Exercise description: Begin at the line below that holds "Target: thick horizontal branch" and end at the line that holds "Target: pelican wing", transcribing each line exactly and skipping any picture.

Saved data entries:
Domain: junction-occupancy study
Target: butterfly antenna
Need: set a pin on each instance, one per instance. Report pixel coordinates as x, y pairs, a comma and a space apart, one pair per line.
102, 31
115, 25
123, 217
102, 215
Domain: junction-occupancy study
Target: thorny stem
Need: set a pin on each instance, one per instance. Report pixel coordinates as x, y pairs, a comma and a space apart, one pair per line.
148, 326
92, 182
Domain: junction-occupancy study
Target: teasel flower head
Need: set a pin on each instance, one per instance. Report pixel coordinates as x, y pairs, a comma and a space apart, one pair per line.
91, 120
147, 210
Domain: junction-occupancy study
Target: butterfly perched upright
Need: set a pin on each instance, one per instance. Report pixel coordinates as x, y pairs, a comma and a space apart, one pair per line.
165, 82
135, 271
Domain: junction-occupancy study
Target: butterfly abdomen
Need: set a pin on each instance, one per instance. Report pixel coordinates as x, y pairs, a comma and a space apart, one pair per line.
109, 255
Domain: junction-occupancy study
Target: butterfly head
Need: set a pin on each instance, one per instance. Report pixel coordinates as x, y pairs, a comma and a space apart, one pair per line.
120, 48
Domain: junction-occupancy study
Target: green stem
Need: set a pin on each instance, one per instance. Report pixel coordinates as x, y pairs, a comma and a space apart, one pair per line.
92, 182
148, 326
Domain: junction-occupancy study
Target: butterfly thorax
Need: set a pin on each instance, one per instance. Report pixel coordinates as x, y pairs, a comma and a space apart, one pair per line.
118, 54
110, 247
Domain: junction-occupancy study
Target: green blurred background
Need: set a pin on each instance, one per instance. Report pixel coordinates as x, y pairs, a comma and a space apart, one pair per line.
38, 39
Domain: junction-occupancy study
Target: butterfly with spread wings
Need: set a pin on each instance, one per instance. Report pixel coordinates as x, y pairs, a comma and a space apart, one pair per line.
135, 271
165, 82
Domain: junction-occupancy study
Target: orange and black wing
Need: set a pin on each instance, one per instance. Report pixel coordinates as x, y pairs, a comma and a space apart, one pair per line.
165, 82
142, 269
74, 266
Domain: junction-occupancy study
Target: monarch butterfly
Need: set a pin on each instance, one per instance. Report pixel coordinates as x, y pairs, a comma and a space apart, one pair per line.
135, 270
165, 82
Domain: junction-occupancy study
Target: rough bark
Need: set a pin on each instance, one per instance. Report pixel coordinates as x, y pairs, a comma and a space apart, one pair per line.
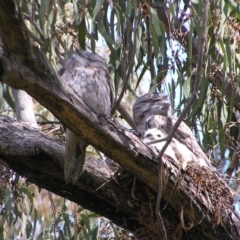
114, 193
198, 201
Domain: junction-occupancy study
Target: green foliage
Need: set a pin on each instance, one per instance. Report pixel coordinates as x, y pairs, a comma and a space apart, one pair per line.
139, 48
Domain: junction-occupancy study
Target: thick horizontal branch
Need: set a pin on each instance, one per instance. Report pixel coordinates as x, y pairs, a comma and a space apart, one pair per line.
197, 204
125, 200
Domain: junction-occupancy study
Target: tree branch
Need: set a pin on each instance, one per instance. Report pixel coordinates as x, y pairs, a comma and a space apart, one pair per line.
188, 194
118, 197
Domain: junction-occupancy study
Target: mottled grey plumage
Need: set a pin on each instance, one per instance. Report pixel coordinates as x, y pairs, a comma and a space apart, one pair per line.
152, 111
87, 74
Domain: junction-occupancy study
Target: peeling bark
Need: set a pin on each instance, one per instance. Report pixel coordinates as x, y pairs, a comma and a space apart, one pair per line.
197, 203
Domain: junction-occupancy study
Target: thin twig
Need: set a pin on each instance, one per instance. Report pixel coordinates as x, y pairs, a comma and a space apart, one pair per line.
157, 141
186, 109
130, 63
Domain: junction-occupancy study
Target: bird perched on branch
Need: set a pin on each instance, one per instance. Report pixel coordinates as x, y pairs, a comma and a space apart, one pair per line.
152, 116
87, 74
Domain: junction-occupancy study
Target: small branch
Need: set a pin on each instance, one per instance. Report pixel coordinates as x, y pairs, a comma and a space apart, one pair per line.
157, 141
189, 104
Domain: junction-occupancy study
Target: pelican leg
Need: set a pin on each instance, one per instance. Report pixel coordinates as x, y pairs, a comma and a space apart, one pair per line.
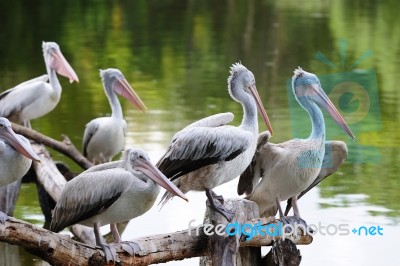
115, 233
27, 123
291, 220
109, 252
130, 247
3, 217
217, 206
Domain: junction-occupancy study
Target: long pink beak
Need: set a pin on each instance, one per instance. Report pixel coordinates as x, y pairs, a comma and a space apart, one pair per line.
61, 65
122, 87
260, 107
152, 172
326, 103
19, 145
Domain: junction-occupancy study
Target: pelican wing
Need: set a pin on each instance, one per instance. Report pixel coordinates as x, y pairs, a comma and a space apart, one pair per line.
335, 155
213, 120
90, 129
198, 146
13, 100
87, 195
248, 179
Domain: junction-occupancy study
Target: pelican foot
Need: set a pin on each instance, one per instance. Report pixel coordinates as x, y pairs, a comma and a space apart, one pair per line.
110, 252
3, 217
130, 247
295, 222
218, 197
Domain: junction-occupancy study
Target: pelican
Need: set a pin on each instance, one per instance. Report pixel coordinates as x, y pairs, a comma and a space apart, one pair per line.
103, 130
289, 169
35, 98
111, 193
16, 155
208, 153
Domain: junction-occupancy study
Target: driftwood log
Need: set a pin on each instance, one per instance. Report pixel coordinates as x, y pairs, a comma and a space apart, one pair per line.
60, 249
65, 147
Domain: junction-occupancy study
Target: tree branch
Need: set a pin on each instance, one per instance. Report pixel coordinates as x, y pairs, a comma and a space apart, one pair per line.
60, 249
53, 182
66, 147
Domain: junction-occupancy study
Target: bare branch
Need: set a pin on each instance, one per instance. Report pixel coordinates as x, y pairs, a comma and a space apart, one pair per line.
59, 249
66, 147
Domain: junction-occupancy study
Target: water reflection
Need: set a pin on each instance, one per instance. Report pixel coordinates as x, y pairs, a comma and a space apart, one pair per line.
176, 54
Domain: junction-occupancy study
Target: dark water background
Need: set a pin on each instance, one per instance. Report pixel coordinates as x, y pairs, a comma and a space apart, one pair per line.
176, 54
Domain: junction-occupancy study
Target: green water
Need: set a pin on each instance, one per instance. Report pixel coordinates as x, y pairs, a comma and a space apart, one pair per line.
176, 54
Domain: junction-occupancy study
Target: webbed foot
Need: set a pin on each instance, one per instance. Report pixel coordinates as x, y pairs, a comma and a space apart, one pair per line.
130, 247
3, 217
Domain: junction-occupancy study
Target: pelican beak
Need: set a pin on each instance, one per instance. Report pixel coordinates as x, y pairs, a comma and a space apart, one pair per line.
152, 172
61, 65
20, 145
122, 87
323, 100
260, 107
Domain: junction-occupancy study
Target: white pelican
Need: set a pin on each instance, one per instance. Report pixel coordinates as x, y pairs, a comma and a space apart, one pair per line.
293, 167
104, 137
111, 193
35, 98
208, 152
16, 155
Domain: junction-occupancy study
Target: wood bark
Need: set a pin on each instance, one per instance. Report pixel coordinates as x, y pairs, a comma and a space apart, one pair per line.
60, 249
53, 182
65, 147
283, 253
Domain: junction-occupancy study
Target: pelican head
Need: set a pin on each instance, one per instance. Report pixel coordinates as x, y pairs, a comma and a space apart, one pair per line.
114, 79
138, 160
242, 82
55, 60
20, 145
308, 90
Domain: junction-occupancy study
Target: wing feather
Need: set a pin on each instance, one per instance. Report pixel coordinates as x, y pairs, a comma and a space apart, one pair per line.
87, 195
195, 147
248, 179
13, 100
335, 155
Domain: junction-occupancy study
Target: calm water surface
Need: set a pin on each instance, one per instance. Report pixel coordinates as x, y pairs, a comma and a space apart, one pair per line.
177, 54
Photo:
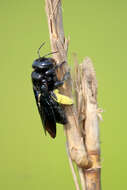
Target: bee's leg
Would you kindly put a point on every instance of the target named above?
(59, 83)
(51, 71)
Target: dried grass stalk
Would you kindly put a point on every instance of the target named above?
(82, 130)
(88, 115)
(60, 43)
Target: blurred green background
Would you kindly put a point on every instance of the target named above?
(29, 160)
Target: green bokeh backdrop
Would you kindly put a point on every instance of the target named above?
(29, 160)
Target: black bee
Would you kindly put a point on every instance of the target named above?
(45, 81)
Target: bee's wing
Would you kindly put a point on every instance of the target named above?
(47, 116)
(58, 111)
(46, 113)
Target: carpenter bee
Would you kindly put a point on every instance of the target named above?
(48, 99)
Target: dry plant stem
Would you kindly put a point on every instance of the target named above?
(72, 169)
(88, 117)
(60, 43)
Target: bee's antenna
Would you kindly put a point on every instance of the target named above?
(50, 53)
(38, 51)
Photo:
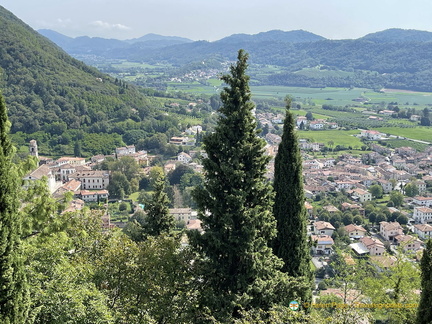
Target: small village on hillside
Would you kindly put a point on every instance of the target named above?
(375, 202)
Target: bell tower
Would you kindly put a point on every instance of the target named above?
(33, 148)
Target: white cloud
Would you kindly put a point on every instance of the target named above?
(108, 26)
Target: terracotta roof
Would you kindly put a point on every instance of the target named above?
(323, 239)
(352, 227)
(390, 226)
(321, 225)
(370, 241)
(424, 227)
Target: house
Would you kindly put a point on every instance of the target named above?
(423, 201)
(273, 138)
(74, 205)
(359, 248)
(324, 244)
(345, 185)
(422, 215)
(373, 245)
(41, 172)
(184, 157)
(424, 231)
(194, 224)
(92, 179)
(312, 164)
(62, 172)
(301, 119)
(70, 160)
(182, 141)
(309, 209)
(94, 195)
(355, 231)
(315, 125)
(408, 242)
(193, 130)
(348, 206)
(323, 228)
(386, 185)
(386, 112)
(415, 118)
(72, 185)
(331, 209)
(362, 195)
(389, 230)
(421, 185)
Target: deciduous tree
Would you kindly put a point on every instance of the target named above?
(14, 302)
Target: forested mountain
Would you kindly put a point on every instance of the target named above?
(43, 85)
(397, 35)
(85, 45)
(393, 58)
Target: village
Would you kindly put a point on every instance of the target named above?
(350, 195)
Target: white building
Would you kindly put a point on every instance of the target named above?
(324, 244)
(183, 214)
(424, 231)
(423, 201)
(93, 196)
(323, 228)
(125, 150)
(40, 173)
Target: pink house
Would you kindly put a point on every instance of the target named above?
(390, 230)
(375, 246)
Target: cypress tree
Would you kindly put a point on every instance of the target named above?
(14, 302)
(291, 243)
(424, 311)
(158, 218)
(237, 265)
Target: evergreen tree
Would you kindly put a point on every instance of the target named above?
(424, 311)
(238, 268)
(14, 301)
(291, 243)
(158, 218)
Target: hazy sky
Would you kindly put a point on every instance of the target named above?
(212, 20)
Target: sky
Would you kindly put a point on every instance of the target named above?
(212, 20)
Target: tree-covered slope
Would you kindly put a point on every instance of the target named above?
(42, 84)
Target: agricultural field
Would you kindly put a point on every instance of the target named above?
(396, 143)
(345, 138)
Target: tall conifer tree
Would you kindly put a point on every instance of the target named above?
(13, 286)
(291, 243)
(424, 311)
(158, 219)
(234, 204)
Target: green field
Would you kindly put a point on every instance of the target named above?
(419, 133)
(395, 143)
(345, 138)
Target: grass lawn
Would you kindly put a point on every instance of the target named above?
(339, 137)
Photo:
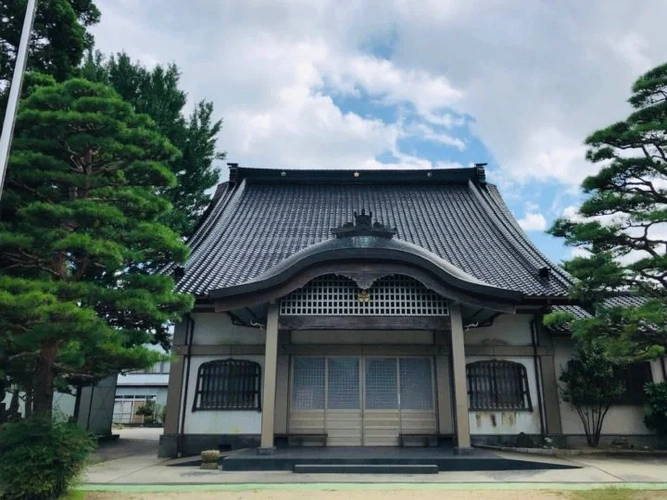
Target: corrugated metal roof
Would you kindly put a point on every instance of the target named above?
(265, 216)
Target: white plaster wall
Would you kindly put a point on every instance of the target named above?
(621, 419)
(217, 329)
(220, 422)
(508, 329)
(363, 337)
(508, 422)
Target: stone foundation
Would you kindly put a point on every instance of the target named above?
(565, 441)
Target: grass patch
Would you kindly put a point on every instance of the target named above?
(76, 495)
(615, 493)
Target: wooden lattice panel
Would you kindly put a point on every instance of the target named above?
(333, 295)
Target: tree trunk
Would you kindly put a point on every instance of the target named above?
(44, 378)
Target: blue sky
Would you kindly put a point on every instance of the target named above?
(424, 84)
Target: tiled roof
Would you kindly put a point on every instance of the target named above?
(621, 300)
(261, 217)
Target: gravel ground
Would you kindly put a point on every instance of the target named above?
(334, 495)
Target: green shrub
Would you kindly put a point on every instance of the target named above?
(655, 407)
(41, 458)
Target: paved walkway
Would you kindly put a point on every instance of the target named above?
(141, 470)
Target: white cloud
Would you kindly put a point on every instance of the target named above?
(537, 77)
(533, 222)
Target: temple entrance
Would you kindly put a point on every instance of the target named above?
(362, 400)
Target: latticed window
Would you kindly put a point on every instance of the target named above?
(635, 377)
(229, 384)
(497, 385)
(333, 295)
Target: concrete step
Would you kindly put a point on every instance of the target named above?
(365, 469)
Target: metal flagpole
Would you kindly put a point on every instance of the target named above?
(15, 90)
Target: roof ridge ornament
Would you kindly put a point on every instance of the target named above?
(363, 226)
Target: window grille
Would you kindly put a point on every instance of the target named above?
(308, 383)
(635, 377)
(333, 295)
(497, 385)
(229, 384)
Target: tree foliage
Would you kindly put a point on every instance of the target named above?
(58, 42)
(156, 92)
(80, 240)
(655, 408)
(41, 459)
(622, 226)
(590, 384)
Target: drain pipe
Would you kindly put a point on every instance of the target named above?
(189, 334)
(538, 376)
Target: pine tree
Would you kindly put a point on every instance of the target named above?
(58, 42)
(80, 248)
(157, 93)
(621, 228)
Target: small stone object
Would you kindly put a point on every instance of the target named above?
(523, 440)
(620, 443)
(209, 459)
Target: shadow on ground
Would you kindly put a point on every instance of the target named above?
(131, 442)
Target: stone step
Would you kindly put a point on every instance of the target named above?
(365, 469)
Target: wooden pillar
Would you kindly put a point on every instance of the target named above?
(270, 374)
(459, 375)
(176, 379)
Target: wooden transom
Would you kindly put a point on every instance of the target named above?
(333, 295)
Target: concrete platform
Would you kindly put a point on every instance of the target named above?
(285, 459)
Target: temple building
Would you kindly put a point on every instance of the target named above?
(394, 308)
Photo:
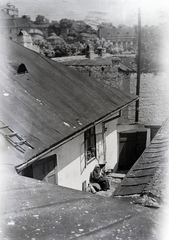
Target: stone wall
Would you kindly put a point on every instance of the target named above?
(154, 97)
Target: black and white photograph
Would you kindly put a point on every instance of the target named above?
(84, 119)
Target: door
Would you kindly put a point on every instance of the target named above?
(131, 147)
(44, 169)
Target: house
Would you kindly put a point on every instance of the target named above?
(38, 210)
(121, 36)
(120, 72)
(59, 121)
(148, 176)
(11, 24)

Answer to this problem:
Target: thick horizontal branch
Need: set a pin on each instance, one per instance. Report pixel coordinates as x, y pairs, a comma and a space apart, one pair per line.
197, 204
125, 200
Domain: junction-occupancy study
Target: tree branch
Need: set a pin on each instance, one per instance. Report pixel coordinates as x, y pairs, a comma and a space apart, one pair per line.
188, 194
118, 197
Domain: junction-occupancy study
Target: mottled grey plumage
Need: set a pin on each instance, one per instance. Report pixel coordinates as x, y pairs, a comma and a space apart, one pair per line.
152, 111
87, 74
Domain: junction-occupancy study
Target: peeling bark
Need: set a pin on each instance, one per instance. Report pixel coordinates as x, y pairs, a comma and a space apart, one pair per line.
197, 203
Domain: junction-occupancy study
Target: thin twig
Need: set a pin on each instance, one per instance. Report pixel coordinates as x, y pairs, a comma and a space apart, one pair per line.
157, 141
186, 109
130, 63
Domain: junction-occupancy study
Target: bird perched on branch
Need: set a pin on each instance, one per instance. Report pixel coordinates as x, y pairs, a comma and a space apart, one pair per line.
152, 116
87, 74
Domain: junction-occupancy study
Target: small branch
Need: set a pin on each instance, one per instance. Report pixel coordinates as x, y pairs, a comma and a space apart, one pair per line.
157, 141
189, 104
Domain: junction-occupancy study
Target: pelican leg
Need: set a pin on each instance, one per instance. Report pixel coordinates as x, y pairs, a comma and a space apart, one pair per line.
115, 233
27, 123
291, 220
109, 252
130, 247
3, 217
217, 206
Domain: junction-occupancy study
Target: long pink beak
Need: set a pin on each instance, one per instance. Report pixel coordinates as x, y pairs, a comma and a space apart, one pair per line.
61, 65
122, 87
260, 107
152, 172
326, 103
19, 145
Domain: junction-occupancy study
Target: pelican wing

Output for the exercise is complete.